**TASK DESCRIPTION:** Find "Query: man's hand" in the material below, then copy that line and every subsequent line to the end, exactly.

**GIVEN RECORDS:**
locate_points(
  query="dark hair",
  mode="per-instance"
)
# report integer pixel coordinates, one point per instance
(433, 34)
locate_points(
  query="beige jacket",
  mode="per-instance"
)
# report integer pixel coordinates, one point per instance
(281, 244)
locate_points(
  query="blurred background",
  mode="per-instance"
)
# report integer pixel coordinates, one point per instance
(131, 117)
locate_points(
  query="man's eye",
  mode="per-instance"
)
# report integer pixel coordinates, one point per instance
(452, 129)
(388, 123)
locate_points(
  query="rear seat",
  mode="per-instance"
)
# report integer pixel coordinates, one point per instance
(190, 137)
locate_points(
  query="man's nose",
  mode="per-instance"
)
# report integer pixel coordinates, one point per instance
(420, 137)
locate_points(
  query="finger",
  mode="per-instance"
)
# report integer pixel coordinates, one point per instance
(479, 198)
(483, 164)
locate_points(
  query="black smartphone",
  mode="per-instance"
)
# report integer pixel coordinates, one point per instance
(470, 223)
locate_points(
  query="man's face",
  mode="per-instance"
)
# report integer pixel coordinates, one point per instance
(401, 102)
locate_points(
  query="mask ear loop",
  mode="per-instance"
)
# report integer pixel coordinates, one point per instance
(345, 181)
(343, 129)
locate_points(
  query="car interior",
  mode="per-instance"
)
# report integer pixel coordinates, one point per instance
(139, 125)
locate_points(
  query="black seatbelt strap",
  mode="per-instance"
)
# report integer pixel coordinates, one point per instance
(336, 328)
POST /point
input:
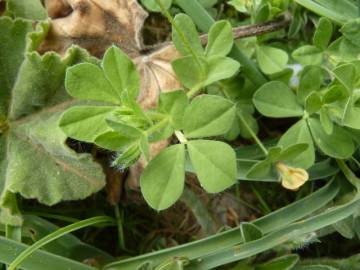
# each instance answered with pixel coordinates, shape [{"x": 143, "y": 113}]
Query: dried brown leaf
[
  {"x": 95, "y": 25},
  {"x": 156, "y": 75}
]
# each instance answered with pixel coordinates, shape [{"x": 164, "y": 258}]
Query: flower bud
[{"x": 291, "y": 178}]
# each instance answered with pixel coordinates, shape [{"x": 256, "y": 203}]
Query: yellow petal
[{"x": 292, "y": 178}]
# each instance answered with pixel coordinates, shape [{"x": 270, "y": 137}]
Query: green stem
[
  {"x": 55, "y": 235},
  {"x": 13, "y": 232},
  {"x": 204, "y": 21},
  {"x": 157, "y": 126},
  {"x": 53, "y": 216},
  {"x": 264, "y": 205},
  {"x": 181, "y": 35},
  {"x": 121, "y": 237},
  {"x": 193, "y": 91},
  {"x": 252, "y": 133},
  {"x": 181, "y": 137}
]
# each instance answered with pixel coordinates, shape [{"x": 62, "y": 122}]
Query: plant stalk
[{"x": 204, "y": 21}]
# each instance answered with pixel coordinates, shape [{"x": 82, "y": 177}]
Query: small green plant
[
  {"x": 280, "y": 106},
  {"x": 126, "y": 128}
]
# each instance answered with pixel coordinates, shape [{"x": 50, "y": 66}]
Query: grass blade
[
  {"x": 39, "y": 260},
  {"x": 201, "y": 248},
  {"x": 55, "y": 235}
]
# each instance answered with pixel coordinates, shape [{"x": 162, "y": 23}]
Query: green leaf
[
  {"x": 39, "y": 164},
  {"x": 9, "y": 250},
  {"x": 154, "y": 7},
  {"x": 350, "y": 30},
  {"x": 12, "y": 45},
  {"x": 87, "y": 81},
  {"x": 299, "y": 133},
  {"x": 271, "y": 60},
  {"x": 259, "y": 169},
  {"x": 174, "y": 103},
  {"x": 32, "y": 9},
  {"x": 276, "y": 99},
  {"x": 220, "y": 68},
  {"x": 121, "y": 72},
  {"x": 345, "y": 74},
  {"x": 351, "y": 113},
  {"x": 326, "y": 122},
  {"x": 313, "y": 103},
  {"x": 85, "y": 123},
  {"x": 67, "y": 246},
  {"x": 189, "y": 72},
  {"x": 182, "y": 22},
  {"x": 162, "y": 181},
  {"x": 207, "y": 116},
  {"x": 128, "y": 156},
  {"x": 220, "y": 39},
  {"x": 335, "y": 93},
  {"x": 250, "y": 232},
  {"x": 323, "y": 33},
  {"x": 214, "y": 163},
  {"x": 337, "y": 145},
  {"x": 308, "y": 55},
  {"x": 124, "y": 129},
  {"x": 315, "y": 267},
  {"x": 292, "y": 152},
  {"x": 286, "y": 262},
  {"x": 311, "y": 79},
  {"x": 112, "y": 141}
]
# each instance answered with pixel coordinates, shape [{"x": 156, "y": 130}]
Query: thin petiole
[
  {"x": 57, "y": 234},
  {"x": 252, "y": 133},
  {"x": 180, "y": 33},
  {"x": 119, "y": 224}
]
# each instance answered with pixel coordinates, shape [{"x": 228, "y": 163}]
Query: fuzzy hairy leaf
[
  {"x": 207, "y": 116},
  {"x": 214, "y": 163},
  {"x": 162, "y": 181},
  {"x": 37, "y": 163},
  {"x": 276, "y": 99}
]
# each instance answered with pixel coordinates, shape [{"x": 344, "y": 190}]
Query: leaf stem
[
  {"x": 180, "y": 33},
  {"x": 193, "y": 91},
  {"x": 119, "y": 223},
  {"x": 252, "y": 133},
  {"x": 57, "y": 234},
  {"x": 157, "y": 126},
  {"x": 204, "y": 21},
  {"x": 181, "y": 137}
]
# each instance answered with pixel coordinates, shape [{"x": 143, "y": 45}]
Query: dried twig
[{"x": 239, "y": 32}]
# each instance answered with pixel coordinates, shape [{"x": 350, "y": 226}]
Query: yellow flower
[{"x": 291, "y": 178}]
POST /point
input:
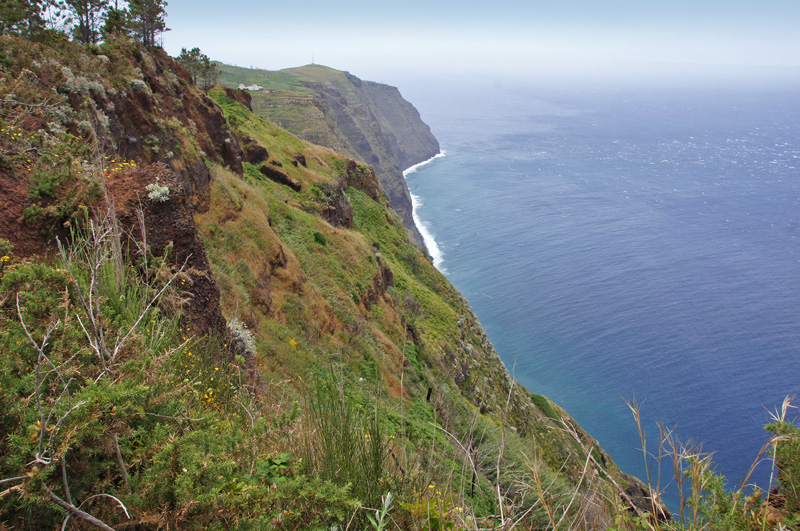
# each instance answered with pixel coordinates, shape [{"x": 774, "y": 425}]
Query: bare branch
[{"x": 77, "y": 512}]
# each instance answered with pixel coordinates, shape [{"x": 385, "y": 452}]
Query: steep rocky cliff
[
  {"x": 368, "y": 121},
  {"x": 216, "y": 277}
]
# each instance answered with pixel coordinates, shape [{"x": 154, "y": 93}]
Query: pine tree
[
  {"x": 148, "y": 19},
  {"x": 117, "y": 22},
  {"x": 88, "y": 18}
]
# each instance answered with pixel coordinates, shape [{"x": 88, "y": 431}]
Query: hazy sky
[{"x": 380, "y": 40}]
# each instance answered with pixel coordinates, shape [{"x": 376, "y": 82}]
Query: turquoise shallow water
[{"x": 618, "y": 245}]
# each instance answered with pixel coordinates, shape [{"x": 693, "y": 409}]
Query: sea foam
[{"x": 423, "y": 226}]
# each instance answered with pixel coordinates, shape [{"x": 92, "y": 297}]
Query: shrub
[
  {"x": 320, "y": 238},
  {"x": 157, "y": 192}
]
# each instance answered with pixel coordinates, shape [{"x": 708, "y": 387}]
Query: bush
[
  {"x": 157, "y": 192},
  {"x": 320, "y": 238}
]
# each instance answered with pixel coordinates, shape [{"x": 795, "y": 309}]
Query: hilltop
[
  {"x": 368, "y": 121},
  {"x": 209, "y": 322}
]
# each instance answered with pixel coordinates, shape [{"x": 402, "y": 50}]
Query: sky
[{"x": 384, "y": 41}]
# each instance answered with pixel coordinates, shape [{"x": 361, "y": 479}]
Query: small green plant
[
  {"x": 157, "y": 192},
  {"x": 320, "y": 238},
  {"x": 381, "y": 518}
]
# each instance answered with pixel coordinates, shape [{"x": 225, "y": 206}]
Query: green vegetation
[{"x": 312, "y": 371}]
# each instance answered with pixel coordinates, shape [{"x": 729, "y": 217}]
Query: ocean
[{"x": 628, "y": 244}]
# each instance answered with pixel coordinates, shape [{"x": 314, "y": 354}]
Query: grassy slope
[
  {"x": 318, "y": 316},
  {"x": 205, "y": 444}
]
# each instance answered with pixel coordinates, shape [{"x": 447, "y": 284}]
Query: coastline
[{"x": 428, "y": 239}]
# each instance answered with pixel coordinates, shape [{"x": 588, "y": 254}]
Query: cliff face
[
  {"x": 287, "y": 265},
  {"x": 368, "y": 121}
]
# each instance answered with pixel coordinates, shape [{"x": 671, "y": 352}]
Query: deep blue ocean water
[{"x": 629, "y": 244}]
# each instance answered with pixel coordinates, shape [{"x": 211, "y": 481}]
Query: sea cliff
[
  {"x": 217, "y": 323},
  {"x": 368, "y": 121}
]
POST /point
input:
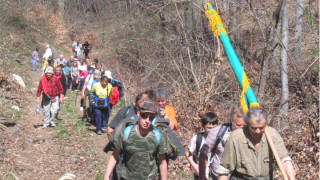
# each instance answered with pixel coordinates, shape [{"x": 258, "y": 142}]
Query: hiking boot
[{"x": 85, "y": 119}]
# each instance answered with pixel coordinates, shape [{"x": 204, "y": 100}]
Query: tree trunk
[
  {"x": 238, "y": 15},
  {"x": 269, "y": 54},
  {"x": 284, "y": 73},
  {"x": 297, "y": 32}
]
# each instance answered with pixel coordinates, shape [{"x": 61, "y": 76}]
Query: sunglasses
[{"x": 145, "y": 116}]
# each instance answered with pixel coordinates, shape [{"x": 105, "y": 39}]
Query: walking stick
[
  {"x": 275, "y": 153},
  {"x": 247, "y": 98},
  {"x": 75, "y": 102}
]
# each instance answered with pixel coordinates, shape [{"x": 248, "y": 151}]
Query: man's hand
[
  {"x": 163, "y": 113},
  {"x": 82, "y": 94},
  {"x": 61, "y": 98}
]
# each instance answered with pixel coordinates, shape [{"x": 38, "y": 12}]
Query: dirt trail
[{"x": 71, "y": 147}]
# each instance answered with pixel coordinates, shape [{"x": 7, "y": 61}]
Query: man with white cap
[
  {"x": 85, "y": 93},
  {"x": 48, "y": 53},
  {"x": 52, "y": 94}
]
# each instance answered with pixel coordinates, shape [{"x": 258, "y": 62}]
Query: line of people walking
[{"x": 142, "y": 137}]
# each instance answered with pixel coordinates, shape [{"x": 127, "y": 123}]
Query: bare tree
[
  {"x": 283, "y": 65},
  {"x": 298, "y": 30}
]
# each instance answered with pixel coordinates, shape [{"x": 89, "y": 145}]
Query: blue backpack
[
  {"x": 100, "y": 103},
  {"x": 67, "y": 71}
]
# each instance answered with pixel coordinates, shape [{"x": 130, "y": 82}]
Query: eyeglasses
[{"x": 145, "y": 116}]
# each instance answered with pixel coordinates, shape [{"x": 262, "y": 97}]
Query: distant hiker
[
  {"x": 128, "y": 111},
  {"x": 101, "y": 92},
  {"x": 85, "y": 94},
  {"x": 83, "y": 74},
  {"x": 99, "y": 66},
  {"x": 140, "y": 145},
  {"x": 74, "y": 72},
  {"x": 61, "y": 60},
  {"x": 247, "y": 154},
  {"x": 117, "y": 90},
  {"x": 166, "y": 111},
  {"x": 77, "y": 48},
  {"x": 208, "y": 121},
  {"x": 70, "y": 62},
  {"x": 213, "y": 148},
  {"x": 87, "y": 48},
  {"x": 62, "y": 78},
  {"x": 49, "y": 63},
  {"x": 35, "y": 59},
  {"x": 52, "y": 94},
  {"x": 69, "y": 65},
  {"x": 48, "y": 53}
]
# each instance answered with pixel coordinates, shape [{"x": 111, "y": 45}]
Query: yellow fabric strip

**WRITTEN SOLUTION:**
Query: man's hand
[
  {"x": 163, "y": 113},
  {"x": 82, "y": 94},
  {"x": 61, "y": 98}
]
# each instance answered with pixel coordinates, shape [{"x": 38, "y": 12}]
Query: dirt trail
[{"x": 71, "y": 147}]
# each instance answered with pixel coordinates, shape [{"x": 7, "y": 61}]
Query: man with white cap
[
  {"x": 85, "y": 93},
  {"x": 48, "y": 53},
  {"x": 52, "y": 94}
]
# each instance answered with pixel coordinates, shape [{"x": 258, "y": 62}]
Query: line of people walking
[{"x": 142, "y": 137}]
# each instance answered with pixel coordinates, shape [{"x": 127, "y": 123}]
Query: bare tree
[
  {"x": 283, "y": 65},
  {"x": 298, "y": 30}
]
# each instance answered with pixel coordinates, shape [{"x": 89, "y": 145}]
Query: blue backpack
[
  {"x": 100, "y": 103},
  {"x": 67, "y": 71}
]
# each instance answered with pixel coordinates, shape [{"x": 130, "y": 82}]
Query: eyeglasses
[{"x": 145, "y": 116}]
# each instance answered with pixel coordinates, shape [{"x": 262, "y": 97}]
Query: distant hiker
[
  {"x": 128, "y": 111},
  {"x": 101, "y": 92},
  {"x": 85, "y": 94},
  {"x": 83, "y": 74},
  {"x": 99, "y": 66},
  {"x": 140, "y": 145},
  {"x": 74, "y": 72},
  {"x": 61, "y": 60},
  {"x": 247, "y": 154},
  {"x": 117, "y": 90},
  {"x": 166, "y": 111},
  {"x": 77, "y": 48},
  {"x": 208, "y": 121},
  {"x": 70, "y": 62},
  {"x": 213, "y": 148},
  {"x": 87, "y": 48},
  {"x": 62, "y": 78},
  {"x": 49, "y": 63},
  {"x": 35, "y": 59},
  {"x": 52, "y": 94},
  {"x": 69, "y": 65},
  {"x": 48, "y": 53}
]
# each instance answered with pixel coordinates, shape [{"x": 111, "y": 45}]
Query: yellow fabric strip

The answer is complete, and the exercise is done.